This exercise calls for duplicating every entry below exactly, without the images.

#### Records for processing

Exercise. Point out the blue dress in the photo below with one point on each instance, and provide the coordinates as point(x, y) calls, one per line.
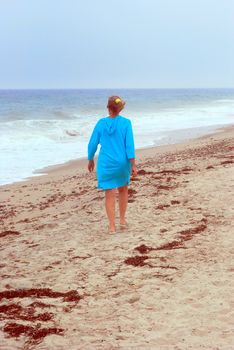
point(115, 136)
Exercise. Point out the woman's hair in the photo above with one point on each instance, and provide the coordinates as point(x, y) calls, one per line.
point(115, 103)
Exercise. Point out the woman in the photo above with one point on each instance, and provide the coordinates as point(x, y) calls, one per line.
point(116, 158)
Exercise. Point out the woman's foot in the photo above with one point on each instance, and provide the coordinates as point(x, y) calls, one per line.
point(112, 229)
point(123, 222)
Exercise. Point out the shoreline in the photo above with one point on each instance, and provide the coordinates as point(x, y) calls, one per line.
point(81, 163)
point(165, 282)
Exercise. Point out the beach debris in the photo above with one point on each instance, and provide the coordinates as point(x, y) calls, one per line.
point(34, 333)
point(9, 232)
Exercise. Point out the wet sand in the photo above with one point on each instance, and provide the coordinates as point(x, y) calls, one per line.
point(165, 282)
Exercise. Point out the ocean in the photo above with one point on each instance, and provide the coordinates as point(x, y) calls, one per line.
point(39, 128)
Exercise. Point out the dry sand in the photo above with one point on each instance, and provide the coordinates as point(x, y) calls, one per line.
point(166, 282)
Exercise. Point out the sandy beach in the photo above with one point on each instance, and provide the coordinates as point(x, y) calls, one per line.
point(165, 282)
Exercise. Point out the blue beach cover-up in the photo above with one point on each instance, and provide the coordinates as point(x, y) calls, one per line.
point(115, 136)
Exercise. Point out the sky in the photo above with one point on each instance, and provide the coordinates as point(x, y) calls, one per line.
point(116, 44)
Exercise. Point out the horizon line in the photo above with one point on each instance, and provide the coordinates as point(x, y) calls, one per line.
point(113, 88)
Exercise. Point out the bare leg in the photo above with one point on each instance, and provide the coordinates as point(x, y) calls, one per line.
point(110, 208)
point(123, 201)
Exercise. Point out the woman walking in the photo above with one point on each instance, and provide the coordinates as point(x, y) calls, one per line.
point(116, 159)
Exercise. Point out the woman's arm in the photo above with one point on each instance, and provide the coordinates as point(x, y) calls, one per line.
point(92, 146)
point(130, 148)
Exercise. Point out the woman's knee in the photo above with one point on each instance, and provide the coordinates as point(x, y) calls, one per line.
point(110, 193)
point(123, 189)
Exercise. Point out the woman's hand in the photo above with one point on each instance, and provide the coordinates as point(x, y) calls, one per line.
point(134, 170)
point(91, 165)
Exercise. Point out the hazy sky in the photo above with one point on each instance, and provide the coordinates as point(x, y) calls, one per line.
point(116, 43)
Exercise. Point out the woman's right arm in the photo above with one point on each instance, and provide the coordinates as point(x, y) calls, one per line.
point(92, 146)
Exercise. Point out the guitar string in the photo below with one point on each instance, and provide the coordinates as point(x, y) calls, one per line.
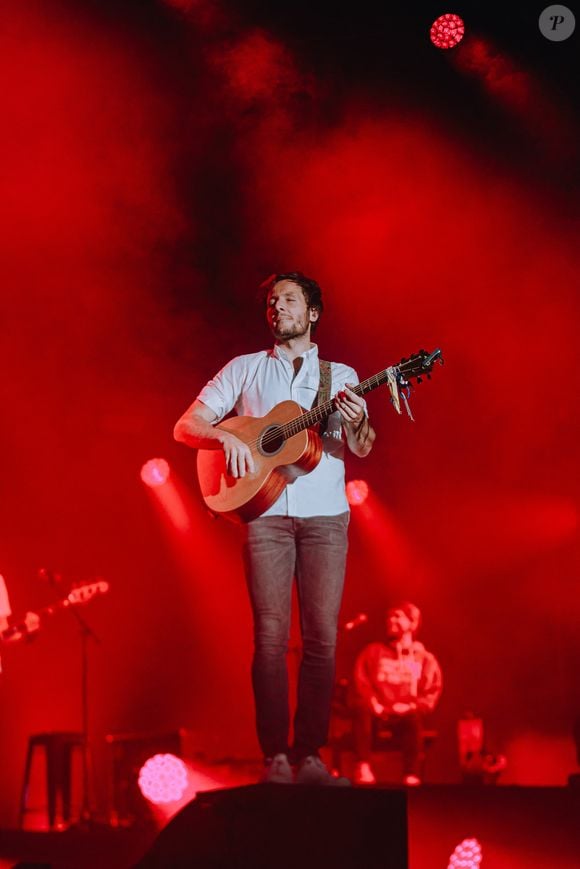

########

**Answer box**:
Exercise. Point out the blue dress in the photo below with one point on each instance, and provide the coordinates as point(x, y) calls, one per line.
point(115, 136)
Exercise. Point out the woman's hair in the photo above with one point on each instance, and provide the coordinates as point(x, y) calls, one per line.
point(115, 103)
Exercise. Point out the woman in the photo above with one point on each instance, and provide the coordinates as point(x, y) calls, one per line.
point(116, 158)
Exercise. Point out the woman's foot in the photo above with one point on each instance, and provide the coordinates as point(x, y) calls, one per line.
point(112, 229)
point(123, 222)
Exercise. Point out the shoreline in the photo above with one point on each instance, and provide the coordinates as point(x, y) calls, one per line.
point(81, 163)
point(165, 282)
Exercise. Point out the beach debris in the photo above with one point on each instance, and provide the coordinates as point(x, y) calls, one per line.
point(34, 333)
point(9, 232)
Exercise. Point out the wet sand in the photo above with one point on each instance, and provide the coordinates as point(x, y) calls, one per line.
point(165, 282)
Exercise. Point out the ocean in the photo above with one point on each instance, and provide the coordinates as point(x, y) calls, one per line.
point(39, 128)
Exercise. Point out the dry sand in the photo above with one point on each instance, and provide the coordinates as point(x, y) calls, one per line.
point(166, 282)
Exercise. Point out the sandy beach in the photo above with one point on each instance, and provide the coordinates as point(x, y) calls, one per line.
point(165, 282)
Exercise. Point out the blue beach cover-up in the photo above with one point on each instance, and provide the coordinates as point(x, y) calls, one per line.
point(115, 136)
Exercise. Point out the sky in the photo above with one point on each instance, and provide the coordinates as point(x, y) calls, one per line.
point(116, 44)
Exercise. Point out the horizon line in the photo above with one point on each instance, and provide the coordinates as point(x, y) calls, one per line.
point(113, 88)
Exercise. Point out the bare leg in the photo above with one point on each instance, and provide the coordinates as point(x, y) calls, one per line.
point(110, 208)
point(123, 201)
Exercise. Point out the woman walking in the photo above with one point on each instance, and provide the coordinates as point(x, y) calls, one per line.
point(116, 159)
Exercise. Point out the woman's arm in the photo above with one point on each instance, and provide the coordinates as point(x, y) calls, one per line.
point(92, 146)
point(130, 148)
Exercise. Point out the woman's knee in the photo above with one point on each instance, and provide the coordinates as point(x, y) calls, one per line.
point(110, 193)
point(123, 189)
Exercise. Point out the woman's hand in the photo above with one point on each instance, and provide the coordinates as point(x, y) calls, one per line.
point(134, 170)
point(91, 165)
Exercise. Point out the hazy sky in the photo above with one point on each instance, and provide the coordinates as point(x, y) calls, one per line.
point(116, 43)
Exercise. Point out the woman's right arm in the photo above with one point on each instance, and provide the coordinates as point(x, y) calls, one per line.
point(92, 146)
Exercise. Point out the guitar string in the photo below with one point on each instance, and provide the coordinates as point(x, y) calls, one per line.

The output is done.